Records:
· · ·

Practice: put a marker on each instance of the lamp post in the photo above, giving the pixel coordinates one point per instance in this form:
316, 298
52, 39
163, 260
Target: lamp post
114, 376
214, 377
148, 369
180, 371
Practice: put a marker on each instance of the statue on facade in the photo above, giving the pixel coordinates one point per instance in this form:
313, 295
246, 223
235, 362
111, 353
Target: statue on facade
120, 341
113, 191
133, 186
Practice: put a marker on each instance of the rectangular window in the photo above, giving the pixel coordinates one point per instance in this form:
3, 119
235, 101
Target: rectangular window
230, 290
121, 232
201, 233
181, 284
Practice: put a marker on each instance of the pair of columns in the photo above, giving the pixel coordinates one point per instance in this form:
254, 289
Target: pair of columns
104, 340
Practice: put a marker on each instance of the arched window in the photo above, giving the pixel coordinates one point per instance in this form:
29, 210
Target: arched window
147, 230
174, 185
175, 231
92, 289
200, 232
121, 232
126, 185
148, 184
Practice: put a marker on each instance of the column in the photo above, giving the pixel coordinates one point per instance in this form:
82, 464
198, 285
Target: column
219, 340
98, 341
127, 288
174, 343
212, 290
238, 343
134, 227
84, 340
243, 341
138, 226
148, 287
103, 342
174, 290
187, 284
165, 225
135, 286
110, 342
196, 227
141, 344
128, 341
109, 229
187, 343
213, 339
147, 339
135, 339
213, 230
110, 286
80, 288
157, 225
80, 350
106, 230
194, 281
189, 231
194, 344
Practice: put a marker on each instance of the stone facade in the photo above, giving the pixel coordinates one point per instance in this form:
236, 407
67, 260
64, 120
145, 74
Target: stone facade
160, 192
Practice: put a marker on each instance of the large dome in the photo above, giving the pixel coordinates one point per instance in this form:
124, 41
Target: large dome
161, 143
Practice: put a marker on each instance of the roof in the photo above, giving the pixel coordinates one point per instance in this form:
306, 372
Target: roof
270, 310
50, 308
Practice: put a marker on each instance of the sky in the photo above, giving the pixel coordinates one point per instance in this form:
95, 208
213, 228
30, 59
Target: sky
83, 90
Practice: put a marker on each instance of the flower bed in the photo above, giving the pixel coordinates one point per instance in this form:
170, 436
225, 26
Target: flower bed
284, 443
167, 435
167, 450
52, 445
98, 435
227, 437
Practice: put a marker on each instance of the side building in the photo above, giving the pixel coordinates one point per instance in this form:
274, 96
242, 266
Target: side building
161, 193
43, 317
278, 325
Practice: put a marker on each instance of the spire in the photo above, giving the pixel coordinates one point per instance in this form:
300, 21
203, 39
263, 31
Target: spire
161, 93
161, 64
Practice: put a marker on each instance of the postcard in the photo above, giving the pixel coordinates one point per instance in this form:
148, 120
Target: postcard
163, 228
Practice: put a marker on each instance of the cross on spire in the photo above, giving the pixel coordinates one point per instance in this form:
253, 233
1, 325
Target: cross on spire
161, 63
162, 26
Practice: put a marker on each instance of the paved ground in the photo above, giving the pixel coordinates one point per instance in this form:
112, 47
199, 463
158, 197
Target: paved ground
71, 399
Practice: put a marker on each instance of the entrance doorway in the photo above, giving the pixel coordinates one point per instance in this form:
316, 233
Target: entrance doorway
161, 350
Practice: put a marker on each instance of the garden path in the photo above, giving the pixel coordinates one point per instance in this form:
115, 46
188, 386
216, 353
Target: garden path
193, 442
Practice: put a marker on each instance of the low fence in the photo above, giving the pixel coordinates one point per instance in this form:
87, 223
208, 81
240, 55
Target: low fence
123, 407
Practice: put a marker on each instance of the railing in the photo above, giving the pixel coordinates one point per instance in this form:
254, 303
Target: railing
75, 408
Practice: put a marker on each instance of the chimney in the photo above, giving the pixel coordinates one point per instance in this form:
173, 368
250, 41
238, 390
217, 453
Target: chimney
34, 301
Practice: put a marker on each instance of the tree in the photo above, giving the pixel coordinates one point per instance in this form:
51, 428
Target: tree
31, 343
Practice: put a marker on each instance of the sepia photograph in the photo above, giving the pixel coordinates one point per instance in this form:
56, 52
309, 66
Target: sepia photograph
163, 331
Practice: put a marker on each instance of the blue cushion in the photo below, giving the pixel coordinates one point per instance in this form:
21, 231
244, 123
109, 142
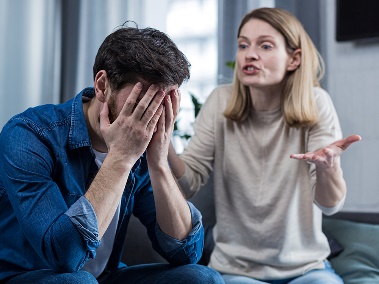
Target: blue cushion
358, 263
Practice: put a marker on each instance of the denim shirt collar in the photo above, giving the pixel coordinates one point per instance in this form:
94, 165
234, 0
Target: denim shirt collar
78, 134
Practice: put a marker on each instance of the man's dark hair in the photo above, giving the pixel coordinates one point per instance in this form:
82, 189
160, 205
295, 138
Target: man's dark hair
131, 54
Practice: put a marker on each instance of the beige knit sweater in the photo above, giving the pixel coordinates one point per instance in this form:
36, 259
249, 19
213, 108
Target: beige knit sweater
268, 226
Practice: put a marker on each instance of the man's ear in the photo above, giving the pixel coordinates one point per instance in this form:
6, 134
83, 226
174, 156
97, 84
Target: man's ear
295, 60
101, 85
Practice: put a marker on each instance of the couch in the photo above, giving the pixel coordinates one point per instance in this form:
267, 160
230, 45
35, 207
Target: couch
353, 238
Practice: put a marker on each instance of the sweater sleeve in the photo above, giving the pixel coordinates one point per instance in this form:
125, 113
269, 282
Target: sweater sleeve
322, 134
199, 154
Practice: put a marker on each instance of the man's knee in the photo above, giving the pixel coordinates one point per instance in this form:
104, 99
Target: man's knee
198, 274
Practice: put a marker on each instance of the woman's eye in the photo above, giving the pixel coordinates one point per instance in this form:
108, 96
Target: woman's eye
266, 46
242, 46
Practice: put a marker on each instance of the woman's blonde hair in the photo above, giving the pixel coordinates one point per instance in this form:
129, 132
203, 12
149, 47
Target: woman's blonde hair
298, 103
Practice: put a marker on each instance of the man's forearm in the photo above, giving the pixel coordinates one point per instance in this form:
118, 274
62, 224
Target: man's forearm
106, 190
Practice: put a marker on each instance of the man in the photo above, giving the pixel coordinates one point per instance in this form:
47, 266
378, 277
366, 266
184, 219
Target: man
72, 175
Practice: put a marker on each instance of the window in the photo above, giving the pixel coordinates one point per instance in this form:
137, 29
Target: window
192, 24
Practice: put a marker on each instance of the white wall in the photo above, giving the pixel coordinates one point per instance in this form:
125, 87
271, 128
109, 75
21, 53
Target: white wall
352, 80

· · ·

| Aim of the exercise |
Print from the line containing "Practice: put a marker on each instance of the woman's eye" to the last line above, exactly as written.

| Expected output |
Practice: put a marker on each instance of the woman's eye in the photo above, giving the pixel coordinates one point per instance in this form:
108, 96
Target: woman's eye
266, 46
242, 46
Practice: put a marker on each instance of the woman's blonde hair in the photo above, giving the pixel coordinates one point per instance in this form:
129, 132
203, 12
149, 47
Target: woman's blonde hair
298, 103
Practice: put a marker on each instance of the man's forearm in the photo above, giving the pixel coordinates one point per instance in this form:
118, 274
62, 224
Target: man's forearm
106, 190
Practice: put a marker on each instance of the man in the photo above, giving the pixel coordinates one point per instance in this form:
47, 266
378, 277
366, 266
184, 219
Target: man
72, 175
Practice: put a marker on each instance of the window in the photo above, giving the pixel coordinates one point per instance in this form:
137, 29
Target: window
192, 24
Practice: put a marker on each instance of the white wall in the photo above, giving the pixel coordinates one point per instance in this form:
125, 87
271, 128
109, 75
21, 53
Target: white wall
352, 80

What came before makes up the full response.